■ Directive A ■
According to the “Devil” review, what does John cut off once he is inside the building?
■ Directive B ■
Summarize the “Devil” review in two sentences.
■ Directive C ■
Write what comes next in the “Devil” review, starting after its final sentence.

═══ Provided text ═══

Once John learns of Sam’s impending departure, he sees it as betrayal and immediately drives to the center to seek revenge on the “liar” (his second-favorite epithet). He strangles secretary Jules (Tracy Perez) as she is leaving and gains access into the building, cutting the power when he is inside. I’m always impressed by how easily cinematic psychos can seek out and find breaker boxes in any structure, regardless of size or layout. The loss of electricity poses little concern to Sam and Val, who’ve grown accustomed to frequent outages.
Preceding this juncture, “Devil” builds tension and impending terror at a brisk clip as it segues into a “Wait Until Dark” style game of cat-and-mouse. Unfortunately, instead of ramping up the pace as one might presume, it relies on tiresome wheel-spinning and a complete lack of anything resembling common sense on the parts of its protagonists. As John reaches the main office, he abandons his search in favor of further ranting and tossing shit around like an angry toddler. This affords Val the opportunity to alert authorities with the freaking cell phone in her pocket, but she completely forgets its existence until John is already in the room. On her own, Sam is forced to crawl through broken glass (though she’d previously stated that she can easily maneuver about without her cane) and nearly become the next victim until Jess knocks John unconscious. Problem solved, right? Get the hell out of there and roll credits, right? Oh no, friends. Jess carefully bandages Sam’s bleeding hands, giving John plenty of time to come to, fix himself a light snack, perhaps even do a Sudoku puzzle before continuing his assault. If this were another body count flick or DIY hokum, these lapses in logic would still annoy, but likely be followed by gratuitous nudity and/or gore as a reward for suffering through stupidity.

═══ Source excerpt ═══

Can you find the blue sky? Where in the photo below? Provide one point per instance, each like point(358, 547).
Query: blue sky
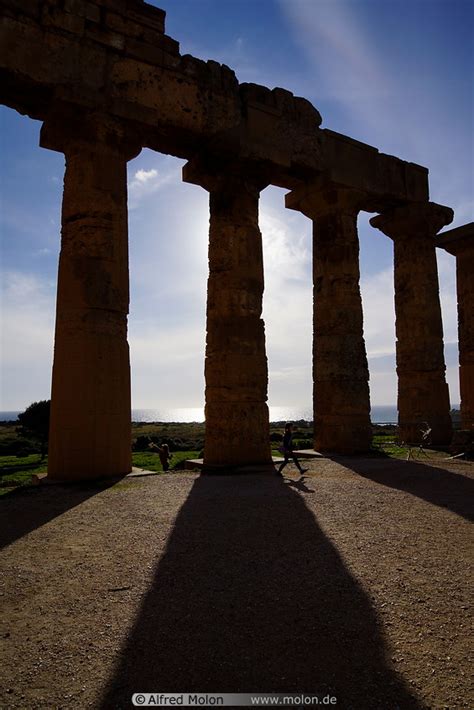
point(395, 74)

═══

■ Exercise result A ■
He cuts the power.

■ Exercise result B ■
After learning of Sam’s departure, John strangles the secretary Jules, gets into the center and cuts the power, though Sam and Val are used to outages. The review says the film builds tension at a brisk clip but then stalls through wheel-spinning and characters who lack common sense: Val forgets the cell phone in her pocket, and Jess bandages Sam’s hands after knocking John unconscious instead of leaving.

■ Exercise result C ■
Writer/director Jason Cuadrado (2008’s “Tales of the Dead”) proves himself a craftsman behind the camera, but he and co-writer Wyatt Doyle apparently struggled to pad out the narrative in order to achieve feature-length status. The minimal exposition pinned to John and Sam is refreshing at first, but would have been preferred over the obvious stalling for time that takes place during the climax. The final confrontation in John’s home compensates for this transgression as much as it can manage, and is indeed a corker of a scene. Still, it only hints at what could have been if they hadn’t scripted themselves into a corner once the leads were assembled.
It’s always admirable when a horror film ditches a boobs-and-blood approach and embodies the principal of “less is more” in execution, which is why it pains me to make this statement concerning the measured refinement of “Devil May Call”:
Could’ve used more boobs and blood. I despise myself for stating that, but it’s true.